_Selected text_
----------------------------------------

I'm Infertile And My Sister is Pregnant. Help!
If you know my sister, you already know that she is pregnant. She is due in September to have her first child. A boy.
If you don't know my sister, you probably had no f*cking clue. You probably didn't even know I had a sister. That's because I haven't written about her or her pregnancy. I wasn't ready to.
I AM ready now.
This past weekend, I helped throw her a baby shower with two of her friends. The shower was in Portland, Oregon, where my sister lives.
Deciding to throw her a shower was an easy decision for me. I mean, come'on, It's my baby sister. I'd do anything for her ass. I MEAN ANYTHING. My sister is one of the kindest, most compassionate people ever made. She has a way of seeing the good in all things. She has a heart of gold. And, she's my sister. My love for her is truly unconditional.
However, I knew it would still be hard for me to attend a baby shower, let alone THROW one. I have been to a couple close friend's showers in the last couple of years and the result is always the same. Get in the car. Drive straight to Taco Bell. Cry my eyes out as I devour a Mexican Pizza. Unbutton my pants. Rush home. Dive face first into some sort of alcohol substance. Take my bra off.
I'm fine. Really, I'm fine.
I knew that being around "baby stuff" all day would be extremely difficult for me. I knew that I would have to fight tears at some point and discreetly go hide in the bathroom. I knew that just being there was going to bring my pain and sadness to the forefront.
But none of that mattered.
SHE was way more important. The love I have for my sister will always outweigh any pain I have to endure. The decision was easy.
As the shower date got closer, my anxiety and nervousness grew stronger and stronger. I was just plain sick about it. I hadn't actually seen her belly yet. I had only seen pictures on Facebook.
The first belly post was the hardest.
I cried and cried. One damn picture rocked my f*cking world.
I knew I should have commented on the photo and said something like "You are bumpin' that bump girl! Get it!" or just a simple "Congrats, I'm so happy for you" would have been nice. But I couldn't.
I just couldn't.
It was easier to just to hit the "like" button.
Shamefully, that's what I did.
I knew I needed to tell my sister immediately why I wasn't showing my love and support on social media. I didn't want her to feel unloved by me.
I needed to be up front about the fact that her "bump" photo made me sad.
So, that's what I did.
And of course she understood. No questions asked. She knew before I was even able to tell her. My sister has this incredible gift of being able to get out of her own head and empathize with others. This trait is what makes her a great nurse.
We got very good at communicating our feelings. We had to. It was the only way we were going to survive this shit. I'd put myself in her shoes, and she would do the same. She would ask me what I was comfortable talking about before sharing pregnancy details.
We made a pact - She'd cry with me. I'd celebrate with her.
It wasn't always easy, but we were committed to this journey together. There was a clear divide in our journeys - I was flipping off baby strollers and she was shopping for baby strollers.
This divide didn't mean there needed to be a void between us. We weren't going to let that happen.

----------------------------------------

_Excerpted records_
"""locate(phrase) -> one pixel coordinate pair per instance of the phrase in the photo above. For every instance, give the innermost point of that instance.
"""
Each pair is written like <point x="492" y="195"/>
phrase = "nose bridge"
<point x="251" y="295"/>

----------------------------------------

_Exercise instructions_
A – In the post, in which city was the sister's baby shower held?
B – List every action the post gives as the usual result of the writer attending a close friend's baby shower.
The items aren't needed for this.

_Final answers_
A – Portland, Oregon.

B –
- Get in the car.
- Drive straight to Taco Bell.
- Cry while eating a Mexican Pizza.
- Unbutton pants.
- Rush home.
- Dive face first into some sort of alcohol.
- Take bra off.